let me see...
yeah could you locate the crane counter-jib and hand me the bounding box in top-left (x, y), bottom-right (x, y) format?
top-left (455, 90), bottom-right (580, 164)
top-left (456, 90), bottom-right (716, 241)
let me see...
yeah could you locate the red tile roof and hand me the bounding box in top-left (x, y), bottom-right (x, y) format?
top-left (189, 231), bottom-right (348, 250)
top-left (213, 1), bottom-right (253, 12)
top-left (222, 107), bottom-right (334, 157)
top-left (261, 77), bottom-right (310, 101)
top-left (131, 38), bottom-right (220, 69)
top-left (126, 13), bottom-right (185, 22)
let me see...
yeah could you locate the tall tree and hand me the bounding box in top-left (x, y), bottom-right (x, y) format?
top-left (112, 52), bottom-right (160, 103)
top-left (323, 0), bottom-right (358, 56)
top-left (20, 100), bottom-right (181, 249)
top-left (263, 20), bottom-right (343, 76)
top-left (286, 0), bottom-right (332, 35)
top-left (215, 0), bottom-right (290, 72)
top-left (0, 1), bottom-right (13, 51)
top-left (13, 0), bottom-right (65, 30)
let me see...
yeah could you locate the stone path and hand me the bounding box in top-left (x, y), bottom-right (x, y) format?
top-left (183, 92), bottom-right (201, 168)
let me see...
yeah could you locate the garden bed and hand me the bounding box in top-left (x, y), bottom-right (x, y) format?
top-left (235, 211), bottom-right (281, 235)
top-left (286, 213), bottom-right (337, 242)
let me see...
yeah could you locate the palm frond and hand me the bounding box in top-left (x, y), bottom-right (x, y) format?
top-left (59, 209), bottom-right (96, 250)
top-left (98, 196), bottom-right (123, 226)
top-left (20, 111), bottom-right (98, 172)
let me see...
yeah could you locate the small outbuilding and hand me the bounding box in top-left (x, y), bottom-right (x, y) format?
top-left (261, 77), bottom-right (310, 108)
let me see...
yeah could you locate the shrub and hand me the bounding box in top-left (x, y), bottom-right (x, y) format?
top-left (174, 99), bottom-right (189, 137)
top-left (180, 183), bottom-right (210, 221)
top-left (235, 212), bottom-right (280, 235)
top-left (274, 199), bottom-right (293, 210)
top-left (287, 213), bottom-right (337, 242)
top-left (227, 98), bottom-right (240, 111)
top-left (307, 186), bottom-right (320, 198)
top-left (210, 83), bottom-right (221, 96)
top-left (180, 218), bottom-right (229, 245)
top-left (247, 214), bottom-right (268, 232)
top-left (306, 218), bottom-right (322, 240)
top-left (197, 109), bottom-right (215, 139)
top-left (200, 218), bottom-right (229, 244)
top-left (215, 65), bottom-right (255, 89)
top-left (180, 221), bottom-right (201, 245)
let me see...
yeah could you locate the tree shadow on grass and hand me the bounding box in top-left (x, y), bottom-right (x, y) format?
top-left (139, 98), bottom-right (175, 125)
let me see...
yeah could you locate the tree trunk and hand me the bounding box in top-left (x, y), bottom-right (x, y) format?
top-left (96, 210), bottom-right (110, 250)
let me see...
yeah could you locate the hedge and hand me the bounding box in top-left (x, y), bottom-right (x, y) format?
────────
In full and word for word, write out the data above.

let me see...
yeah could you locate the crane counter-jib and hand me the bounding box in top-left (x, y), bottom-right (x, y) format?
top-left (455, 90), bottom-right (580, 164)
top-left (456, 90), bottom-right (716, 241)
let me see...
yeah could you locate the red tile roof and hand me the bounding box in top-left (x, y), bottom-right (x, y) format?
top-left (189, 231), bottom-right (348, 250)
top-left (213, 1), bottom-right (253, 12)
top-left (222, 107), bottom-right (334, 157)
top-left (261, 77), bottom-right (310, 101)
top-left (131, 38), bottom-right (220, 69)
top-left (126, 13), bottom-right (185, 22)
let me see...
yeah could you locate the tall tree and hand me the bounding box in top-left (x, y), bottom-right (x, y) format?
top-left (112, 52), bottom-right (160, 103)
top-left (323, 0), bottom-right (358, 56)
top-left (20, 100), bottom-right (181, 249)
top-left (263, 20), bottom-right (343, 76)
top-left (286, 0), bottom-right (332, 35)
top-left (215, 0), bottom-right (290, 72)
top-left (0, 1), bottom-right (13, 51)
top-left (13, 0), bottom-right (65, 30)
let me see...
yeah could you locate the stone path and hand me the bounding box in top-left (x, y), bottom-right (x, y) format?
top-left (183, 92), bottom-right (201, 168)
let me see...
yeah could you locate the garden bed and hand me the bounding box in top-left (x, y), bottom-right (x, y) format?
top-left (235, 211), bottom-right (281, 235)
top-left (286, 213), bottom-right (337, 242)
let me see...
yeah could you locate the palm frond and hand me the bounding box in top-left (x, y), bottom-right (x, y) format?
top-left (59, 209), bottom-right (96, 250)
top-left (98, 196), bottom-right (123, 226)
top-left (20, 111), bottom-right (98, 172)
let me see...
yeah could you locate the small outbuilding and hand me the bounding box in top-left (x, y), bottom-right (x, y) format?
top-left (261, 77), bottom-right (310, 108)
let me see...
yeah could you locate the shrub and hand me the bounding box in top-left (x, y), bottom-right (x, y) format?
top-left (174, 99), bottom-right (189, 137)
top-left (180, 183), bottom-right (210, 221)
top-left (235, 212), bottom-right (280, 235)
top-left (274, 199), bottom-right (293, 210)
top-left (287, 213), bottom-right (337, 242)
top-left (227, 98), bottom-right (240, 111)
top-left (307, 186), bottom-right (320, 198)
top-left (210, 83), bottom-right (221, 96)
top-left (180, 218), bottom-right (229, 245)
top-left (247, 214), bottom-right (268, 232)
top-left (306, 218), bottom-right (322, 240)
top-left (197, 109), bottom-right (215, 139)
top-left (200, 218), bottom-right (229, 244)
top-left (215, 65), bottom-right (255, 89)
top-left (180, 221), bottom-right (201, 245)
let me see...
yeah could you locate the tree shadow on grass and hand me the bounding box in top-left (x, y), bottom-right (x, y) format?
top-left (139, 98), bottom-right (175, 125)
let me see...
yeah could you locate the tree trunk and hand me the bounding box in top-left (x, y), bottom-right (x, y) format?
top-left (96, 210), bottom-right (110, 250)
let me see...
yeah could you locate the hedge and hand me the bounding box in top-left (x, y), bottom-right (x, y) format?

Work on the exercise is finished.